■ **Exercise description**:
Extend the article on Hims & Hers Health's fourth-quarter results, starting from the point where it currently ends.

■ **Exercise text**:
BEGIN
Key Takeaways
- Shares of Hims & Hers (HIMS) declined approximately 6.4% during Tuesday’s premarket session following disappointing quarterly results and outlook
- Fourth-quarter revenue totaled $617.8M, falling short of Wall Street’s ~$619M consensus, while EPS of $0.08 exceeded projections
- First-quarter 2026 revenue forecast of $600M–$625M significantly trails analyst consensus of ~$653M
- FDA has escalated matters by referring the telehealth company to the Justice Department regarding alleged violations of federal drug regulations
- Year-to-date, HIMS shares have plummeted over 52% amid ongoing litigation from Novo Nordisk and intensifying regulatory challenges
The telehealth company Hims & Hers Health delivered a mixed bag of fourth-quarter results Monday evening, triggering a negative market reaction.
$HIMS (Hims & Hers Health) #earnings are out: pic.twitter.com/MnluzGJYXz
— The Earnings Correspondent (@earnings_guy) February 23, 2026
While earnings per share of $0.08 surpassed Wall Street’s projections of approximately $0.04–$0.05, the company’s quarterly revenue of $617.8 million came in slightly below analyst expectations of $618.7–$619.2 million.
In early Tuesday premarket activity, shares tumbled roughly 6.4%, trading near $14.48.
Hims & Hers Health, Inc., HIMS
The modest Q4 shortfall wasn’t the primary concern weighing on investor sentiment — it was the forward-looking guidance. Management projects first-quarter 2026 revenue in the range of $600 million to $625 million, well below the Street’s $653 million estimate. That’s a substantial variance that caught investors’ attention.
The company’s Q1 adjusted EBITDA guidance of $35 million to $55 million drew criticism from Citi Research analyst Daniel Grosslight, who characterized the forecast as “particularly weak” and noted it implies a dramatic acceleration later in the year dependent on upcoming product introductions.
Looking at the full-year picture, management forecasts revenue between $2.7 billion and $2.9 billion, generally aligned with analyst consensus of $2.74–$2.75 billion, alongside adjusted EBITDA guidance of $300 million to $375 million.
END
■ **Supplied records**:
BEGIN
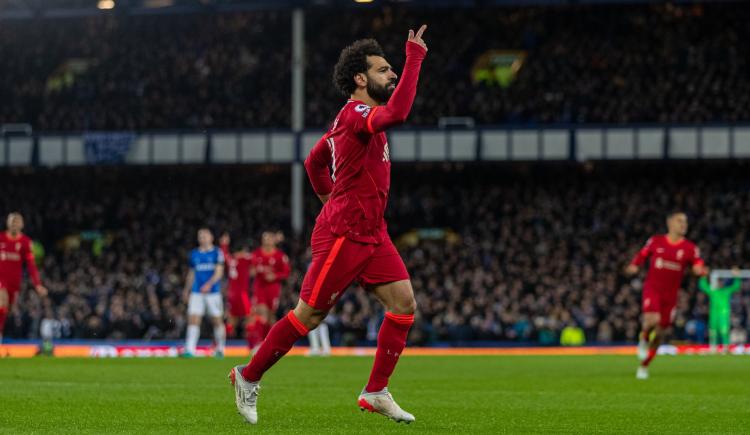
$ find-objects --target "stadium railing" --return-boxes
[0,124,750,166]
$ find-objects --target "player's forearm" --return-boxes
[370,42,427,133]
[629,252,647,267]
[26,260,42,287]
[219,243,232,260]
[305,152,333,196]
[206,266,224,286]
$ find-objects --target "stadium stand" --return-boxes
[0,162,750,345]
[0,3,750,131]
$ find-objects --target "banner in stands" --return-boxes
[83,132,135,164]
[0,344,750,358]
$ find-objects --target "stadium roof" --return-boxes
[0,0,731,19]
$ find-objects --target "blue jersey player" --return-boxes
[183,228,226,358]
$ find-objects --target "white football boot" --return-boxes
[635,366,648,380]
[638,338,648,361]
[229,365,260,424]
[358,387,415,424]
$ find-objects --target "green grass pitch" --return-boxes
[0,356,750,434]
END
■ **Answer below**:
Analysts at Truist Securities observed that the guidance suggests considerable sequential growth throughout 2026, commenting that extended-hours trading activity likely mirrored investors’ “limited visibility beyond Q1.”
The annual projections exclude any potential contribution from the planned acquisition of Eucalyptus, an Australian telehealth operator announced recently and anticipated to finalize by mid-2026.
The subscriber base expanded 13% year-over-year to reach 2.5 million by year-end. CEO Andrew Dudum spotlighted the debut of Labs, a diagnostic and health tracking platform, positioning it as a strategic move toward establishing the company as a “global leader in consumer health.”
Legal and Regulatory Headwinds Intensify
Financial performance wasn’t the sole factor pressuring the shares. HIMS has faced escalating legal and regulatory challenges throughout 2026.
Earlier in the month, Novo Nordisk initiated legal proceedings against Hims, claiming patent violations related to compounded formulations of Wegovy. While the company publicly contested the claims, it announced plans to discontinue sales of a $49 pill containing semaglutide, the active compound in Novo’s blockbuster weight-loss medication.
The company continues offering compounded GLP-1 injectables through its online platform, typically priced substantially below brand-name alternatives from Novo and Eli Lilly.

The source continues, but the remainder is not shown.